* DATA TO PROCESS
====
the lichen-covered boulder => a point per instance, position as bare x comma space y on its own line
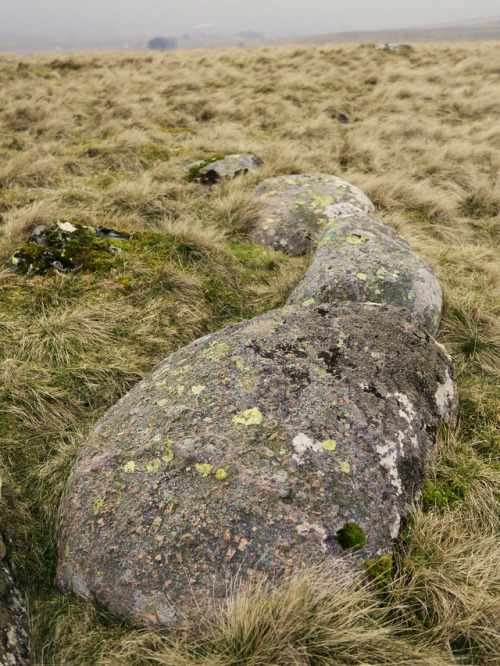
14, 640
214, 168
359, 258
297, 208
250, 450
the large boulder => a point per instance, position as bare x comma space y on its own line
295, 435
296, 209
359, 258
14, 640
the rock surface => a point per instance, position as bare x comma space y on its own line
359, 258
297, 208
229, 166
250, 449
14, 641
67, 247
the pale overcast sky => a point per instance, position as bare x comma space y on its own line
270, 17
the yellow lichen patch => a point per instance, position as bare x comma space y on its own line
153, 466
167, 455
321, 202
204, 468
249, 417
354, 240
215, 351
97, 505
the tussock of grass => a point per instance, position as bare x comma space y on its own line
104, 139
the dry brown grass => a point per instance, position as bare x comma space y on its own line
105, 140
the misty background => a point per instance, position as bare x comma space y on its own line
271, 18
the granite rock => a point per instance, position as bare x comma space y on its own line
297, 208
214, 168
360, 258
250, 450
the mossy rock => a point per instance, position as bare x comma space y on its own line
212, 169
69, 246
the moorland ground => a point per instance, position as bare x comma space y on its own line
103, 139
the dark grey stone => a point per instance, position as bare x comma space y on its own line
298, 207
248, 451
359, 258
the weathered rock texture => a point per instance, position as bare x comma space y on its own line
359, 258
297, 208
14, 641
247, 451
214, 168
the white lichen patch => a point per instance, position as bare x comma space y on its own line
215, 351
303, 443
167, 455
66, 226
444, 395
153, 466
204, 469
97, 506
388, 460
406, 411
251, 416
394, 526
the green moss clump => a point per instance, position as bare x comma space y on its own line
379, 570
81, 249
351, 536
444, 496
210, 176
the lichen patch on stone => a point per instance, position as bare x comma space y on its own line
251, 416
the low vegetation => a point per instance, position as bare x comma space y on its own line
103, 140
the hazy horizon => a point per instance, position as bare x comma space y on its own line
272, 18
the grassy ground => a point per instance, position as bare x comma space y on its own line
104, 139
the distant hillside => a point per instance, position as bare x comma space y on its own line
462, 31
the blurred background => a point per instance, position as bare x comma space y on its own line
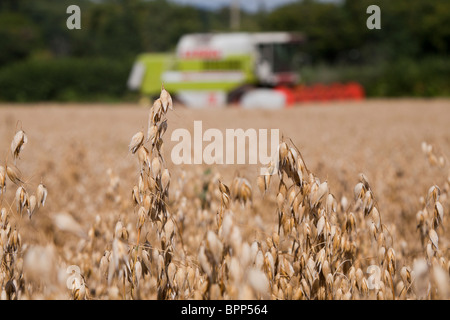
42, 60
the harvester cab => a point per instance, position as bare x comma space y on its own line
214, 69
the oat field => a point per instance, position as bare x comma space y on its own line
357, 208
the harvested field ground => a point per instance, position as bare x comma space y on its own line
71, 147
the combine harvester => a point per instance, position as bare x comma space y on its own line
252, 70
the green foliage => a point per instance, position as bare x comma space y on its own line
408, 56
66, 79
427, 77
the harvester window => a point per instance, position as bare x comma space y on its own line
222, 65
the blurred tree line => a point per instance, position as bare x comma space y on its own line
40, 59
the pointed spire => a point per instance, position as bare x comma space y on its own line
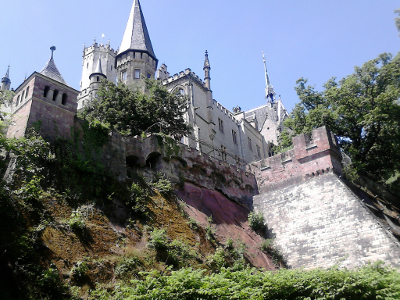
269, 88
7, 73
50, 69
98, 68
207, 68
136, 36
5, 81
206, 61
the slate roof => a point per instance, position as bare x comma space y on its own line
50, 70
136, 36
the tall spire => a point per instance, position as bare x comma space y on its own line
207, 68
269, 88
50, 69
5, 81
136, 36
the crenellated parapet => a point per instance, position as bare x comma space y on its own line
311, 156
184, 74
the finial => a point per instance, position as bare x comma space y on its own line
52, 48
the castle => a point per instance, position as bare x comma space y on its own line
232, 136
315, 216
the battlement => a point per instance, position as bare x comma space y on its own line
311, 156
187, 72
99, 47
225, 111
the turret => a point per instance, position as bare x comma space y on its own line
269, 88
95, 79
207, 69
136, 58
5, 81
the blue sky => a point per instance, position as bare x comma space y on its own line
305, 38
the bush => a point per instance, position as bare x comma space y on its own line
79, 271
137, 199
77, 221
256, 220
161, 183
158, 239
126, 266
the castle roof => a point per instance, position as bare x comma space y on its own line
50, 70
136, 36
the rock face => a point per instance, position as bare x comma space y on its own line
229, 220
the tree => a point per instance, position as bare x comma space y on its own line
360, 109
397, 19
132, 112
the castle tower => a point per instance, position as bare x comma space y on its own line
136, 58
91, 56
207, 69
5, 81
95, 79
47, 99
269, 88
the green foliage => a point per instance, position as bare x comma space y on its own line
158, 239
79, 271
193, 223
268, 247
360, 109
131, 112
77, 221
368, 282
161, 183
125, 267
256, 221
138, 199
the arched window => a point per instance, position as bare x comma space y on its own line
46, 91
55, 94
64, 99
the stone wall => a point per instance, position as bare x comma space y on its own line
319, 222
311, 156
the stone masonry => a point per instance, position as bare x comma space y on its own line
314, 217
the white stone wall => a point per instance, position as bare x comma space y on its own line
320, 222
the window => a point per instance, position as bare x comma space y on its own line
123, 76
234, 137
137, 74
221, 125
224, 156
64, 99
55, 94
46, 91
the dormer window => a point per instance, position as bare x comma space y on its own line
64, 99
55, 94
137, 74
46, 91
123, 76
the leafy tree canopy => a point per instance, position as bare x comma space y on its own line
361, 110
132, 112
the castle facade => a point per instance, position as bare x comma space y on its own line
234, 136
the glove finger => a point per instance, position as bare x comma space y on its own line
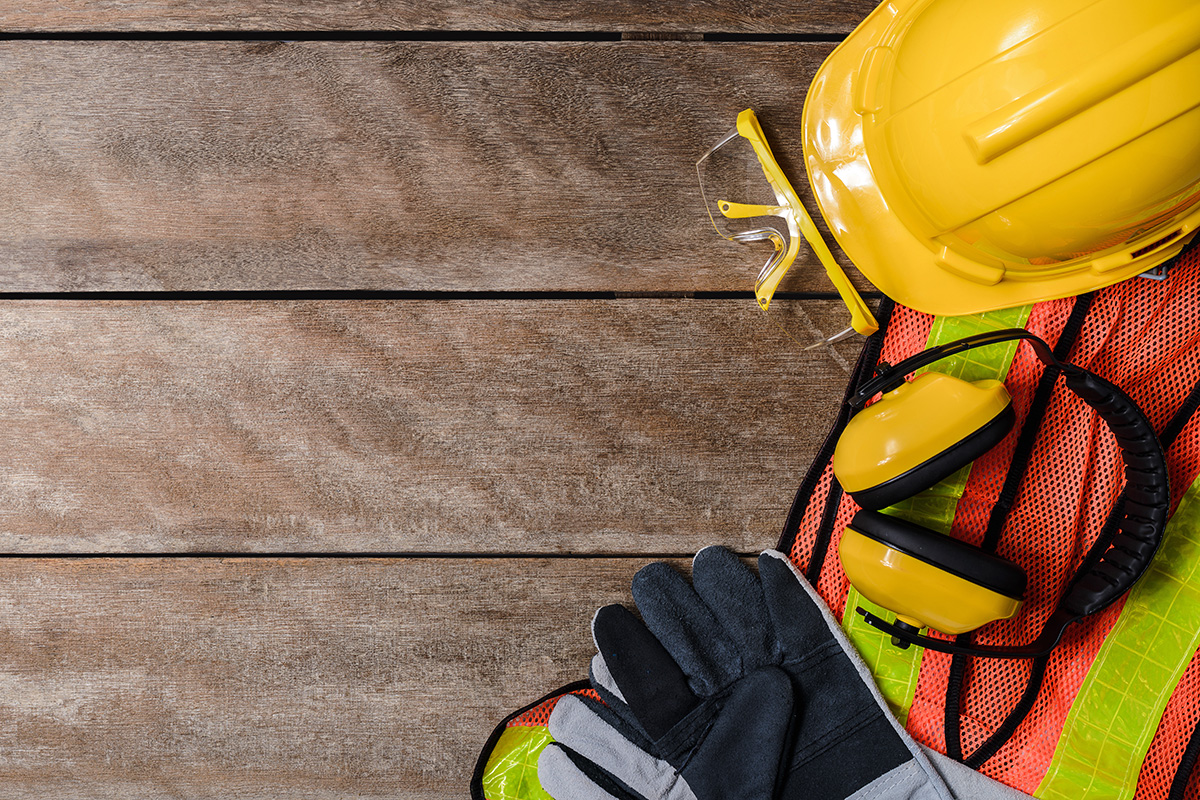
687, 627
735, 596
743, 753
603, 680
799, 625
564, 780
576, 726
649, 681
847, 739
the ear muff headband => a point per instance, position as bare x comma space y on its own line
1144, 503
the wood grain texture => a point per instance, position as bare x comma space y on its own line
300, 679
538, 166
414, 426
777, 17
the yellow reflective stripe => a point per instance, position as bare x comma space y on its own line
895, 671
511, 771
1119, 707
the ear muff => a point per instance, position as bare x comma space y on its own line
927, 578
917, 434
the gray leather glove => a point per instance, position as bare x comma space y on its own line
695, 698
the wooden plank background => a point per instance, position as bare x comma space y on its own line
346, 372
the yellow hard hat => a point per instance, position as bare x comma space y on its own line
972, 155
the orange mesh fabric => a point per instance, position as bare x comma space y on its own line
539, 715
1140, 335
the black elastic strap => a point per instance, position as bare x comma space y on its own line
863, 370
1018, 465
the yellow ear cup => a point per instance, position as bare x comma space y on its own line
927, 578
917, 434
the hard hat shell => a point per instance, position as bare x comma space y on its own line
972, 155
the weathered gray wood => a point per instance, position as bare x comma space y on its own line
778, 17
263, 678
533, 166
413, 426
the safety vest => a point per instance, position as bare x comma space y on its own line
1115, 710
1114, 713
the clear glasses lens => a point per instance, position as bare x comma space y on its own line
743, 208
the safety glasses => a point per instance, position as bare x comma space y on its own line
780, 221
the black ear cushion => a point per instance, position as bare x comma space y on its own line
943, 464
949, 554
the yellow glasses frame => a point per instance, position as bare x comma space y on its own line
799, 224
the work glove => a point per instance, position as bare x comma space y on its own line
737, 686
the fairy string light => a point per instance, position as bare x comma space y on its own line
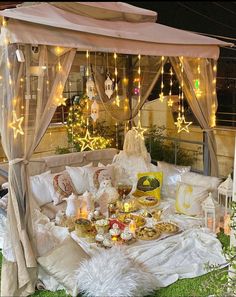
170, 101
117, 100
181, 122
161, 95
139, 129
213, 106
197, 89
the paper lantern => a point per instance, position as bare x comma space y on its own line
90, 88
94, 111
108, 87
209, 209
225, 193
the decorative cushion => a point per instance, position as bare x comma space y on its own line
171, 177
112, 273
50, 209
98, 174
189, 199
40, 189
149, 184
63, 187
211, 183
79, 177
45, 241
62, 262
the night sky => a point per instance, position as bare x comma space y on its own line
217, 18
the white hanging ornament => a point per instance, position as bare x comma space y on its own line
94, 111
90, 88
108, 87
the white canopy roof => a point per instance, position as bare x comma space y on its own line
52, 25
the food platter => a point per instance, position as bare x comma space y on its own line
167, 227
127, 218
148, 201
147, 233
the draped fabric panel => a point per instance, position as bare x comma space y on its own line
150, 72
29, 97
201, 96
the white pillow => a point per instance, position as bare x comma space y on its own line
40, 188
171, 177
98, 174
45, 241
62, 262
79, 177
211, 183
189, 199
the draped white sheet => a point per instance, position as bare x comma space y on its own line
19, 112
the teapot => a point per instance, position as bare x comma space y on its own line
73, 204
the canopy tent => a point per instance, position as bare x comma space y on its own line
51, 25
77, 26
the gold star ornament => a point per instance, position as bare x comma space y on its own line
87, 141
16, 125
139, 130
182, 125
61, 101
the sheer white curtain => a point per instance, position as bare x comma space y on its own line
150, 72
29, 97
201, 96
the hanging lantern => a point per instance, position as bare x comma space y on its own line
94, 111
108, 87
225, 193
209, 208
90, 88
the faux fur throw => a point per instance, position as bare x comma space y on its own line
112, 273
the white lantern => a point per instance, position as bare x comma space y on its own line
225, 193
90, 88
94, 110
209, 209
108, 87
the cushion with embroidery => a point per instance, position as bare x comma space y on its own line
189, 199
98, 174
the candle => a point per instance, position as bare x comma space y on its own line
227, 224
126, 207
210, 223
132, 227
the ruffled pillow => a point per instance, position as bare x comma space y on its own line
63, 187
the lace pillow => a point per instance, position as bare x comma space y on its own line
98, 174
189, 199
63, 187
40, 189
79, 177
171, 177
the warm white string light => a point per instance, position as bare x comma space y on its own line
139, 129
181, 122
161, 95
170, 101
117, 100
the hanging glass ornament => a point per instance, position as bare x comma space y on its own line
94, 111
90, 88
108, 86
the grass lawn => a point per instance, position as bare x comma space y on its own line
190, 287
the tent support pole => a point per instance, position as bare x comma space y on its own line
129, 67
206, 156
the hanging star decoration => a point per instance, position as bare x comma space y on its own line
182, 124
161, 97
139, 130
170, 102
61, 101
87, 141
16, 125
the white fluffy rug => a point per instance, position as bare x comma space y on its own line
112, 273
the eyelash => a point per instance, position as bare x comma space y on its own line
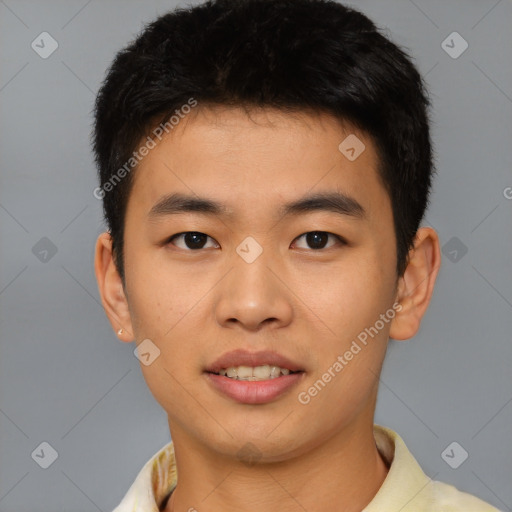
339, 238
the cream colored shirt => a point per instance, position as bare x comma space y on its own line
405, 489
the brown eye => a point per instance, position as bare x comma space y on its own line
318, 239
193, 240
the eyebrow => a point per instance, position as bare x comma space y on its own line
336, 202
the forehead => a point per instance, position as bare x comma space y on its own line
257, 158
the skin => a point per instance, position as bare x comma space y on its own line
304, 302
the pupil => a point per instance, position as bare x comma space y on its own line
314, 236
196, 240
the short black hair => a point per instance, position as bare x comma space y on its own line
293, 55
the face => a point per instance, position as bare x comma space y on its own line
304, 283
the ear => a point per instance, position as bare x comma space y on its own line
416, 286
111, 289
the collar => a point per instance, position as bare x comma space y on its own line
405, 489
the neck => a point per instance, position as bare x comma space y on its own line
342, 474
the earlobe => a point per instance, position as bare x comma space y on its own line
111, 289
416, 286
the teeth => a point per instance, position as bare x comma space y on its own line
257, 373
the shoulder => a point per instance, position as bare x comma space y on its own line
448, 498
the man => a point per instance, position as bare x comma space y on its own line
264, 169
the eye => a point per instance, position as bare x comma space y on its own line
193, 239
318, 239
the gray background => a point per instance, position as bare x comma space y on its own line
67, 380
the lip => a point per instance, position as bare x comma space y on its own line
242, 357
254, 392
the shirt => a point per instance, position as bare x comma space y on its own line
406, 487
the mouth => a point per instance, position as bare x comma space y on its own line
254, 377
255, 373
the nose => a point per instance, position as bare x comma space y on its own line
252, 296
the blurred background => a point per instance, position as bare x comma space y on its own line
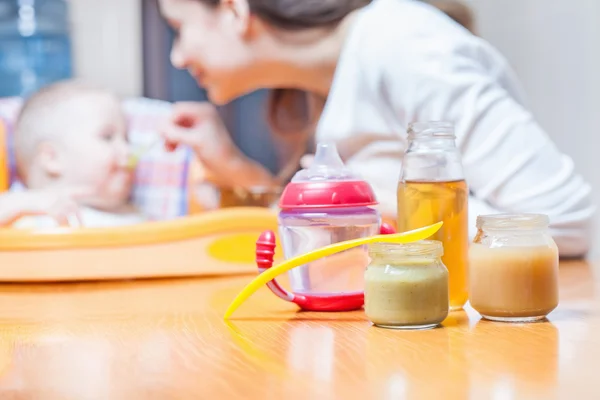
123, 44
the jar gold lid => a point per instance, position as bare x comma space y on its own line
423, 248
523, 221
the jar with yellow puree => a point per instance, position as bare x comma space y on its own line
406, 285
513, 265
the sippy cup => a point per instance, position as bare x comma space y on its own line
324, 204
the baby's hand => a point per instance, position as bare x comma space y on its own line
60, 205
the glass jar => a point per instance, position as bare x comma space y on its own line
432, 188
406, 285
513, 268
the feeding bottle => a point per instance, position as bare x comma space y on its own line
432, 188
324, 204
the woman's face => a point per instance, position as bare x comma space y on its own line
213, 44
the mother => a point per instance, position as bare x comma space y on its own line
358, 72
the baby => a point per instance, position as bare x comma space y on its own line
72, 159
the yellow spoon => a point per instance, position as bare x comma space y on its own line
274, 272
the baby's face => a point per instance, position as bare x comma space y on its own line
95, 151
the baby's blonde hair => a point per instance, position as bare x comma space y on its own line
42, 118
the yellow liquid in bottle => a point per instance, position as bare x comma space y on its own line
425, 203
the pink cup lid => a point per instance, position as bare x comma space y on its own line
327, 183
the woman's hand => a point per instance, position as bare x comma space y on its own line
199, 126
60, 204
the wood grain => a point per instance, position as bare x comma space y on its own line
165, 339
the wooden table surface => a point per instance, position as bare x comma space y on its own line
166, 340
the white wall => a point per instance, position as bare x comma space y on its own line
107, 43
554, 45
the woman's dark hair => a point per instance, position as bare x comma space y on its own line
292, 110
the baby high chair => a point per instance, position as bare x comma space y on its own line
209, 243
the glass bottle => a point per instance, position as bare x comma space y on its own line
432, 188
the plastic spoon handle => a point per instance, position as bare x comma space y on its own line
271, 273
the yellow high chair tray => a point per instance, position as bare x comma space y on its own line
218, 242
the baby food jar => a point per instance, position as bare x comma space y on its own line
406, 285
513, 268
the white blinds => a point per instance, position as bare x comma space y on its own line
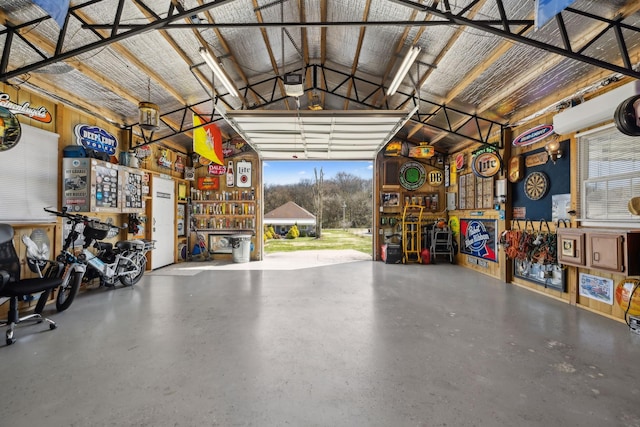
609, 173
29, 177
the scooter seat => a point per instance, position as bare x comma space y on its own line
103, 246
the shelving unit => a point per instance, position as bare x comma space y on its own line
411, 233
221, 214
228, 215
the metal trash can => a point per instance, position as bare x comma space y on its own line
241, 247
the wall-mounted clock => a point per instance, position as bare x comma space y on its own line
536, 185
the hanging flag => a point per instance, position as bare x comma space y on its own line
547, 9
57, 9
207, 141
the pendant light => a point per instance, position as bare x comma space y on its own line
148, 112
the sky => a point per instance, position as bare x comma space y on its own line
284, 172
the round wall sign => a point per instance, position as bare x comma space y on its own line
412, 175
486, 164
10, 130
435, 178
536, 185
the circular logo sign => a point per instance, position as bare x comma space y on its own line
486, 164
412, 175
435, 178
10, 130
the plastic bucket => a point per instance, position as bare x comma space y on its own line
241, 247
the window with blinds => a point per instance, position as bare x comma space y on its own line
609, 174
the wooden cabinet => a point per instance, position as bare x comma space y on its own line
606, 250
571, 247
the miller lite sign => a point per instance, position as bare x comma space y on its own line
486, 162
243, 173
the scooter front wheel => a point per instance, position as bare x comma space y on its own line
139, 262
67, 292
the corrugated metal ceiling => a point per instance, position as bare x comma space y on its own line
466, 63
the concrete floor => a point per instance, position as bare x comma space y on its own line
353, 344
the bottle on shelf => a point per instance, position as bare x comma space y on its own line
230, 177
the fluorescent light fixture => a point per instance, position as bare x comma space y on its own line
219, 72
403, 70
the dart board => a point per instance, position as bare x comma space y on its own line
536, 185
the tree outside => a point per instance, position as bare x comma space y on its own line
346, 188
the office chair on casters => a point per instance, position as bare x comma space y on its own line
13, 288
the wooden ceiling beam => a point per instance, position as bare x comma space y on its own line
356, 57
267, 43
452, 41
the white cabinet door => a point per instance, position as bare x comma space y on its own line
163, 221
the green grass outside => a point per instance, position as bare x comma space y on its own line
331, 239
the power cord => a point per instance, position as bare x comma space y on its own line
626, 312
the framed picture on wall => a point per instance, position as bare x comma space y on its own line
390, 199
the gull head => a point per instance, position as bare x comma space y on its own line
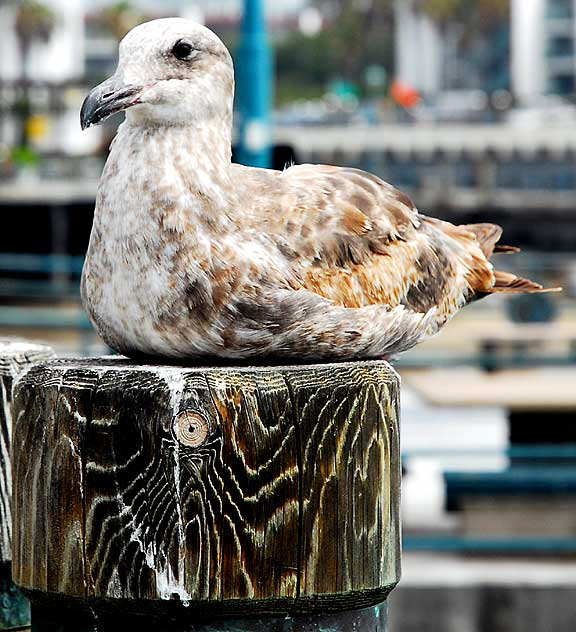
171, 72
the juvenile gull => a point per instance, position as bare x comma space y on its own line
191, 255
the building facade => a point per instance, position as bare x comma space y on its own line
531, 52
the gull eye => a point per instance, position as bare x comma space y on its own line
182, 50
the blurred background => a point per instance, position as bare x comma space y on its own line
467, 105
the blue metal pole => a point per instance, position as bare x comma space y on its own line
254, 88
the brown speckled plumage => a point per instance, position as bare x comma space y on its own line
193, 256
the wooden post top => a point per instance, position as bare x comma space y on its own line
15, 356
227, 490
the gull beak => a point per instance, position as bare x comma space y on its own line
106, 99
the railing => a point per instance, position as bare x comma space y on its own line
536, 470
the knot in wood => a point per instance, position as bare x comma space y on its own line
190, 428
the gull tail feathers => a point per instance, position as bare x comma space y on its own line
488, 236
507, 282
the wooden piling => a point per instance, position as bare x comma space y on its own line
15, 356
193, 494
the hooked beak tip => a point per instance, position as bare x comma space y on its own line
105, 100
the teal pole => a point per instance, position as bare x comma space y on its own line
254, 88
====
* REQUIREMENTS
Write the lines out exactly, from the one with "the railing =>" down to the last line of the listing, and leave out all others.

* TASK SOLUTION
the railing => a point per instance, position as bare x comma space y on its own line
536, 470
the knot in wood => a point per instance, position as bare x comma space y on its own line
190, 428
the gull tail feathers => a point per instance, position as bare x comma space y on its own line
488, 236
507, 282
the wooden piling => a point per instance, position as bare x comma space y on its own line
15, 356
193, 494
the hooked beak tip => a point per instance, position as bare x comma space y on its own line
105, 100
the teal pole => a point per instance, position as bare x comma space y on its own line
254, 88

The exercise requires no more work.